Quote, word for word, every line starting at the line that contains "lips shown in this photo." and ending with the last line of the records; include both of these lines and no others.
*** DATASET ENTRIES Section Begins ***
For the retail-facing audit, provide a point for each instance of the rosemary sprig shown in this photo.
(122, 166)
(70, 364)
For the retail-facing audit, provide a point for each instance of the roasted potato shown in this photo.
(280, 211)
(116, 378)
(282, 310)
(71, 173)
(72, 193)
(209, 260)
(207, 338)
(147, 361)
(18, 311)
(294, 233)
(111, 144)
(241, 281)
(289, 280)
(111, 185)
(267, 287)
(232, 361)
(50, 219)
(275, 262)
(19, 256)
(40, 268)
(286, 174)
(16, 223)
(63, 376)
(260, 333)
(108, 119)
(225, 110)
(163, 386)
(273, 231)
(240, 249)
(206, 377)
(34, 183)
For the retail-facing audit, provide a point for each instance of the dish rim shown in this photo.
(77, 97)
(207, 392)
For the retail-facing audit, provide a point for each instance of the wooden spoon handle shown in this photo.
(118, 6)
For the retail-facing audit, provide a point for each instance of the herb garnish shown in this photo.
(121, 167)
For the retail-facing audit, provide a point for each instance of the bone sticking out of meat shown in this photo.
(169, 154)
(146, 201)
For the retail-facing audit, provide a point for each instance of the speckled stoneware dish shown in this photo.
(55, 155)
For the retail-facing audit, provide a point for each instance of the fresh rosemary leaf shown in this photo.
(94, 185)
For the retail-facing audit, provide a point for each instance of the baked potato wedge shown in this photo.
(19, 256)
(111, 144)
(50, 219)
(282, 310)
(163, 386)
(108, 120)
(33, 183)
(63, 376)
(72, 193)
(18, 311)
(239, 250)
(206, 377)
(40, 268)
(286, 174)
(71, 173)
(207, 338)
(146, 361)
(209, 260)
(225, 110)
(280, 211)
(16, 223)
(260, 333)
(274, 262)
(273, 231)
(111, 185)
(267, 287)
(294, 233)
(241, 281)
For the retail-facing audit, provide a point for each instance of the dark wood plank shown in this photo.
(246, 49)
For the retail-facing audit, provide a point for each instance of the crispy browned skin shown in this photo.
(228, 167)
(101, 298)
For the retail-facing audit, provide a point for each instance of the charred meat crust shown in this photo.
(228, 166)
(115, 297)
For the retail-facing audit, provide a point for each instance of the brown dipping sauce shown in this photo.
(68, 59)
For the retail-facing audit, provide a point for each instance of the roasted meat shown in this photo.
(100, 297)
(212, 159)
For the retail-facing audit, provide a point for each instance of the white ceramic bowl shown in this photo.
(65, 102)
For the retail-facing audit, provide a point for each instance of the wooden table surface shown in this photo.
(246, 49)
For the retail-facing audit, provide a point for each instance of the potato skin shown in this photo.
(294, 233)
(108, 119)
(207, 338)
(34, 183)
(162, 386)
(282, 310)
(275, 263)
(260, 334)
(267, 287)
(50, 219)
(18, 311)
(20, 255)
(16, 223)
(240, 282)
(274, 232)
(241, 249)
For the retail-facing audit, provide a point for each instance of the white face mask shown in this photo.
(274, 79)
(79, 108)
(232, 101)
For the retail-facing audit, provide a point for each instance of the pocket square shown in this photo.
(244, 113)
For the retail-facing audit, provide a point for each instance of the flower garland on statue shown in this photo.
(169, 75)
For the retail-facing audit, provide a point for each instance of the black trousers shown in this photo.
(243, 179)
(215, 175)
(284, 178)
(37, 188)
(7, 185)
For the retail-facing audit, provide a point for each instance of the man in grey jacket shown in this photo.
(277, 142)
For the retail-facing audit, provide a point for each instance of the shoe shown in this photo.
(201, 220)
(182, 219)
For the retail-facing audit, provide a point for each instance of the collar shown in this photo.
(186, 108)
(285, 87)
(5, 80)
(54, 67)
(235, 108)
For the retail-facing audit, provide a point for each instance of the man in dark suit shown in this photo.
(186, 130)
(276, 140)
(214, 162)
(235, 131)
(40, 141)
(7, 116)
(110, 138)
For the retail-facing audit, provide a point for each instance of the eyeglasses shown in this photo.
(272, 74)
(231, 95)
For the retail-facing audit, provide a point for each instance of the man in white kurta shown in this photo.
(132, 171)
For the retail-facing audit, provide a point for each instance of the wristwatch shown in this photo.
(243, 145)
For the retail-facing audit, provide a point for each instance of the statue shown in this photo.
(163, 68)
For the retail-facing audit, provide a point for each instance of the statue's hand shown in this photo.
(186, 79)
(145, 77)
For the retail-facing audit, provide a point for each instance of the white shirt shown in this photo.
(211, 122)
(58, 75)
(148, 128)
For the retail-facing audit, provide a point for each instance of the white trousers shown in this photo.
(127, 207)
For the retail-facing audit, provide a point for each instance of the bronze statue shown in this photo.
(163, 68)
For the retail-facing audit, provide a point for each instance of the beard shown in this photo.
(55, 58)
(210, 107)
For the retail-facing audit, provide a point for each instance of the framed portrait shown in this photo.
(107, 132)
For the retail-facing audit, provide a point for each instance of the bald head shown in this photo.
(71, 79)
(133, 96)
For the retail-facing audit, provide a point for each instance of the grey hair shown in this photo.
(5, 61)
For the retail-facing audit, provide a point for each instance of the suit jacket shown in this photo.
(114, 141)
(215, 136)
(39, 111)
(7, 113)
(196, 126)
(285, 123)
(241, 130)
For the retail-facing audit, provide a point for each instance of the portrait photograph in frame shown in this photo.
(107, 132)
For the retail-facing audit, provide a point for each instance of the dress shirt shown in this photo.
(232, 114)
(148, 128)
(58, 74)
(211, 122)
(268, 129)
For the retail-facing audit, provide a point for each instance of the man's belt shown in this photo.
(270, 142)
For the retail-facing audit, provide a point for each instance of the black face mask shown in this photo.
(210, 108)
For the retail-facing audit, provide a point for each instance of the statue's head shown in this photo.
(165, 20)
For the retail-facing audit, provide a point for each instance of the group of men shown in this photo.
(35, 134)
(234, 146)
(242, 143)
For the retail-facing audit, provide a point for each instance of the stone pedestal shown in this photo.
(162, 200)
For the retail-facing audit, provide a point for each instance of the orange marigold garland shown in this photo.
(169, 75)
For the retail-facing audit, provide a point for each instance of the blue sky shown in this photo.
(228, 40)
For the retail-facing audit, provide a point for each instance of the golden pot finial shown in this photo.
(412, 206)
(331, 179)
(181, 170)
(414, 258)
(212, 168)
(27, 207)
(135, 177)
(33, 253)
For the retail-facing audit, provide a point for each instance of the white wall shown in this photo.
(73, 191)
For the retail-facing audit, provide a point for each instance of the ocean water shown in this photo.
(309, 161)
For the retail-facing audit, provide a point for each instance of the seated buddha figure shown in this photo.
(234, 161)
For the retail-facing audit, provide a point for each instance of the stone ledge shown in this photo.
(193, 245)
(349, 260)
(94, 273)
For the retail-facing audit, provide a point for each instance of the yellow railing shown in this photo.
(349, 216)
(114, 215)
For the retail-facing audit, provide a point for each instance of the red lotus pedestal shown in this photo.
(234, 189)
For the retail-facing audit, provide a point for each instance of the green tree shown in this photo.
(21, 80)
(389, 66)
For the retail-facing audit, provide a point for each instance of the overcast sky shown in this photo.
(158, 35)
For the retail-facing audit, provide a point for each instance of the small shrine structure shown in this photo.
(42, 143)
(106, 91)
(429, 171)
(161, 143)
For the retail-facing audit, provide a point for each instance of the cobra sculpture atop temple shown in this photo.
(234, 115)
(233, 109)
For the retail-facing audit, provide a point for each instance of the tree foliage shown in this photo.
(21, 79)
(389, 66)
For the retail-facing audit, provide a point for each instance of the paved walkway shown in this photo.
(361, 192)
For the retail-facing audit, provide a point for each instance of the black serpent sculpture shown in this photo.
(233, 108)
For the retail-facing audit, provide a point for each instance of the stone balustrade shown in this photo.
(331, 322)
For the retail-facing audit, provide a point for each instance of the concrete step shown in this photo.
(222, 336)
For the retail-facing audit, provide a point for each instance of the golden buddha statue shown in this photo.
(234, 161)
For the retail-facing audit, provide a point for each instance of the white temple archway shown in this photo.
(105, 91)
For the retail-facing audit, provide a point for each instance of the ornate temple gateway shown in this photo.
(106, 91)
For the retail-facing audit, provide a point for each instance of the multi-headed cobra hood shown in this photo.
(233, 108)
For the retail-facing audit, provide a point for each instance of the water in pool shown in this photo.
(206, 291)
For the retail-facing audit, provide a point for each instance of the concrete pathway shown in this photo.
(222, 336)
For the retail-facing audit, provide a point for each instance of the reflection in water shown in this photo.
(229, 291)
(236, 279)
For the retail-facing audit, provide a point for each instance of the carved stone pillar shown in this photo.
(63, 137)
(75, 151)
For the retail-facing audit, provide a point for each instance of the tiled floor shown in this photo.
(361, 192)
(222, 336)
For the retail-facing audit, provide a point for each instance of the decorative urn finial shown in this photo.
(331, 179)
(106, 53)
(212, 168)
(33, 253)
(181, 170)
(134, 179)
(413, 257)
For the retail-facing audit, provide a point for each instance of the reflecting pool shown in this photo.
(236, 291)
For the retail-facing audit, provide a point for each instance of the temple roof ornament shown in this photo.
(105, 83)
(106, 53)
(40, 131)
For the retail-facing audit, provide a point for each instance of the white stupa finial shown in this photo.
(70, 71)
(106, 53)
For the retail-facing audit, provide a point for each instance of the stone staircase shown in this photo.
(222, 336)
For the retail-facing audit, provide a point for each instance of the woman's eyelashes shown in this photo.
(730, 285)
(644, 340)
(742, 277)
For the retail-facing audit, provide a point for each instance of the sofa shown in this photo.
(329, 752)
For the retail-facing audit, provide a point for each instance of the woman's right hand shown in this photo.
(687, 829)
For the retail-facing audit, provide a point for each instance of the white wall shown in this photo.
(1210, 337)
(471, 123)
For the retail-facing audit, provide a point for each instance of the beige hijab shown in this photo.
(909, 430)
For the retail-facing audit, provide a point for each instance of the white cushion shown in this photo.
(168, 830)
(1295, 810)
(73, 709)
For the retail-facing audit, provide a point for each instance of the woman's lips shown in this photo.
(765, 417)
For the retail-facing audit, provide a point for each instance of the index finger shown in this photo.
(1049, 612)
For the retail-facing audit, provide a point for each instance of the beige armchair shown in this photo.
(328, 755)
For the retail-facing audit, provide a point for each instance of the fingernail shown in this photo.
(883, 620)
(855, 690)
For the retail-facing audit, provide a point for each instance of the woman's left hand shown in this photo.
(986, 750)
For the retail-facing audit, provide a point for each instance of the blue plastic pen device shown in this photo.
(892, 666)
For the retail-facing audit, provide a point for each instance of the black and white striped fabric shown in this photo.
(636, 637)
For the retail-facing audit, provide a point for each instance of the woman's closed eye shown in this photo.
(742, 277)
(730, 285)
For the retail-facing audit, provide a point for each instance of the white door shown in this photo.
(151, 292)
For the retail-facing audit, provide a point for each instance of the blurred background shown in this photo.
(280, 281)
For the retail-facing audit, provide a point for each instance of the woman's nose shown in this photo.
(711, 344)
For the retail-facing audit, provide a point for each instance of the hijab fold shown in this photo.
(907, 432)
*** DATASET ENTRIES Section Ends ***
### SOLUTION
For the retail-facing audit, provide a point for each instance of the woman's lips shown in this photo.
(765, 417)
For the retail-facing audit, provide a point for each instance of the index finger shown in this photo.
(1049, 612)
For the retail-facing audit, provide a point for each instance of the beige armchair shown in this photo.
(328, 755)
For the retail-facing audit, provide a point for each instance of the fingernail shown in this photo.
(883, 620)
(855, 690)
For the retail-facing audit, provide a point for each instance of the woman's left hand shown in this photo.
(986, 750)
For the retail-facing audit, provide a point for each instance of the blue plastic pen device shown in this photo.
(892, 666)
For the retail-facing audit, provide a point for each instance of the black and white striped fabric shown in this photo.
(636, 637)
For the retail-facing audit, provide a point for each instance of the woman's closed eye shown in this photo.
(742, 277)
(730, 285)
For the retail-facing audit, provide a point for each instance of the white door shown in this photo.
(151, 292)
For the retail-facing audit, provide a point for each instance of the blurred background shown in this photo.
(280, 281)
For the retail-facing audit, provide a point for each instance of the woman's nose shown in this photo.
(711, 344)
For the retail-facing audit, provide a point for each instance of the hijab fold shown in this photo.
(907, 432)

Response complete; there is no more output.